The opinions expressed by columnists are their own and do not necessarily represent the views of

They say in the finance industry that past performance is not necessarily indicative of future results. In politics, you can almost always drop the “not.” The past tells us what Republicans are prone to do when in January, a new crop of GOP legislators come to Washington and take the gavel of both houses of Congress.


The last times Republicans controlled both Houses of Congress were 2003-2005 and 2005-2007. The signature legislation of those eras were the Medicare Prescription Drug Benefit in the 108th Congress and then the lack thereof of the pork barrel-filled "Do Nothing Congress" in the 109th.

One of the best, but little noted things that happened was the cutting of taxes for the middle class. Despite it being very good for the economy, it is rarely mentioned because of the economic collapse of 2008 that each party has tried to cast the blame on the other for.

After those four years Republicans lost control of both houses of Congress for the 110th Congress (2006 election) and then lost the Presidency two years later.
════════════════════
WHAT YOU NEED TO DO:
1 - Please answer these questions from the column on Republican control of Congress:
(a) In which years did Republicans last control both Houses of Congress?
(b) What was the signature legislation of the 108th Congress?
(c) Which election led to Republicans losing control of both houses for the 110th Congress?
2 - Carry on the column on Republican control of Congress past its last sentence.
The listing that follows comes from a separate source.
════════════════════
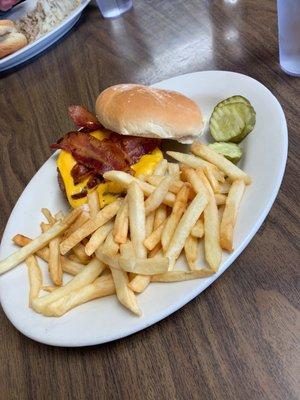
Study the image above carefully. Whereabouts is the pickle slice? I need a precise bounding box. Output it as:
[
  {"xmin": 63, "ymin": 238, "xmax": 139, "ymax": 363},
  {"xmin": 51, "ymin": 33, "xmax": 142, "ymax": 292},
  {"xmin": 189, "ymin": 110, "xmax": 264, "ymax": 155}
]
[
  {"xmin": 209, "ymin": 101, "xmax": 256, "ymax": 143},
  {"xmin": 208, "ymin": 142, "xmax": 243, "ymax": 164},
  {"xmin": 216, "ymin": 95, "xmax": 251, "ymax": 107}
]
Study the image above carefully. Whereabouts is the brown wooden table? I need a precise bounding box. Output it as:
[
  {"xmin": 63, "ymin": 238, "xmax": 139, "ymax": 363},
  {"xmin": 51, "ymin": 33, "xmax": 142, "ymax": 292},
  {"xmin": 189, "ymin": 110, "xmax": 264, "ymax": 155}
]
[{"xmin": 0, "ymin": 0, "xmax": 300, "ymax": 400}]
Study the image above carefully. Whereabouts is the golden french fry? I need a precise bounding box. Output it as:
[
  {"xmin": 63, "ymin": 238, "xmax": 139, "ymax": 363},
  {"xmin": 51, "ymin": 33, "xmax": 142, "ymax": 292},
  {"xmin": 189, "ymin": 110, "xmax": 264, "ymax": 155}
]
[
  {"xmin": 13, "ymin": 235, "xmax": 85, "ymax": 275},
  {"xmin": 48, "ymin": 237, "xmax": 63, "ymax": 286},
  {"xmin": 32, "ymin": 258, "xmax": 105, "ymax": 314},
  {"xmin": 111, "ymin": 246, "xmax": 142, "ymax": 315},
  {"xmin": 72, "ymin": 243, "xmax": 91, "ymax": 264},
  {"xmin": 102, "ymin": 231, "xmax": 119, "ymax": 257},
  {"xmin": 87, "ymin": 190, "xmax": 100, "ymax": 219},
  {"xmin": 41, "ymin": 274, "xmax": 115, "ymax": 317},
  {"xmin": 184, "ymin": 233, "xmax": 199, "ymax": 270},
  {"xmin": 127, "ymin": 182, "xmax": 147, "ymax": 258},
  {"xmin": 103, "ymin": 171, "xmax": 175, "ymax": 206},
  {"xmin": 42, "ymin": 208, "xmax": 56, "ymax": 225},
  {"xmin": 42, "ymin": 285, "xmax": 57, "ymax": 293},
  {"xmin": 220, "ymin": 180, "xmax": 245, "ymax": 251},
  {"xmin": 151, "ymin": 268, "xmax": 214, "ymax": 282},
  {"xmin": 168, "ymin": 163, "xmax": 180, "ymax": 179},
  {"xmin": 96, "ymin": 248, "xmax": 169, "ymax": 280},
  {"xmin": 12, "ymin": 234, "xmax": 49, "ymax": 262},
  {"xmin": 220, "ymin": 181, "xmax": 231, "ymax": 194},
  {"xmin": 191, "ymin": 143, "xmax": 251, "ymax": 184},
  {"xmin": 153, "ymin": 158, "xmax": 168, "ymax": 176},
  {"xmin": 191, "ymin": 218, "xmax": 204, "ymax": 239},
  {"xmin": 144, "ymin": 220, "xmax": 166, "ymax": 251},
  {"xmin": 146, "ymin": 175, "xmax": 184, "ymax": 194},
  {"xmin": 146, "ymin": 211, "xmax": 155, "ymax": 237},
  {"xmin": 60, "ymin": 199, "xmax": 122, "ymax": 255},
  {"xmin": 153, "ymin": 204, "xmax": 167, "ymax": 230},
  {"xmin": 113, "ymin": 198, "xmax": 129, "ymax": 243},
  {"xmin": 64, "ymin": 211, "xmax": 90, "ymax": 238},
  {"xmin": 0, "ymin": 208, "xmax": 82, "ymax": 274},
  {"xmin": 145, "ymin": 176, "xmax": 172, "ymax": 215},
  {"xmin": 165, "ymin": 193, "xmax": 208, "ymax": 269},
  {"xmin": 215, "ymin": 193, "xmax": 227, "ymax": 206},
  {"xmin": 203, "ymin": 167, "xmax": 221, "ymax": 193},
  {"xmin": 25, "ymin": 256, "xmax": 43, "ymax": 307},
  {"xmin": 85, "ymin": 221, "xmax": 114, "ymax": 256},
  {"xmin": 161, "ymin": 185, "xmax": 190, "ymax": 252}
]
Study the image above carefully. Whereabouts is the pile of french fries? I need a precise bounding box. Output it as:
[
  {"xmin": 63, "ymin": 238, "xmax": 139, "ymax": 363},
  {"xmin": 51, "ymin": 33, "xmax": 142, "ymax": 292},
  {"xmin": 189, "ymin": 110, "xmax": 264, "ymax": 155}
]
[{"xmin": 0, "ymin": 143, "xmax": 251, "ymax": 317}]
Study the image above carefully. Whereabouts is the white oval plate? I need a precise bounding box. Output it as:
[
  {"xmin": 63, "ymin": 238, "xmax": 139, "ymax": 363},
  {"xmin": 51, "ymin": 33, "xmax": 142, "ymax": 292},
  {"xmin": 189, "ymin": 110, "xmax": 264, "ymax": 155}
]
[
  {"xmin": 0, "ymin": 71, "xmax": 288, "ymax": 347},
  {"xmin": 0, "ymin": 0, "xmax": 90, "ymax": 71}
]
════════════════════
TASK-BY-TASK ANSWERS:
1 -
(a) 2003-2005 and 2005-2007.
(b) The Medicare Prescription Drug Benefit.
(c) The 2006 election.

2 -
There are two lessons to be learned for the new GOP majority. And that is to avoid to being known for 1) the largest expansion of government spending since the Great Society program, and 2) doing nothing. Those four years Republicans basically became Democrats when it came to spending. They brought home the bacon, appropriation bills were filled with pork, and the Medicare Prescription Drug bill was a monstrosity.

The GOP has been granted a second chance after the November 2014 elections. If we want to lose our majorities again and help elect Hillary Clinton or whoever the Democrats decide to crown in 2016, the quickest way for us to do that is to spend like drunken sailors like we did last time we controlled both houses of Congress and get nothing else done.


What should we be doing? Tax reform. Border Security. Defeating ISIS. Lower the corporate tax rate. Regulatory reform both for small business and to make it easier for businesses to access capital. Dodd Frank Reform. Open up American energy and pass energy bills under the guise of jobs bills. Crack down on the IRS and the NSA. Repeal sections of the Patriot act. Defund the DOJ. The opportunities to fix this Country are endless and for once Congress can look like heroes to the public.

What should we not be doing? NOTHING for fear that the President will veto. Let him and when he does make sure every Communications staffer on the Hill pushes the veto to every media outlet large or small. I would love to see a wall on the new Majority Leader McConnell’s wall which is covered in all of the legislation that the President vetoed. Let Obama veto most of them, then he will be the Do Nothing President. Hillary will inherit his obstructionism and the GOP will have something to demonstrate they were adults in office and deserve to stay in the majority.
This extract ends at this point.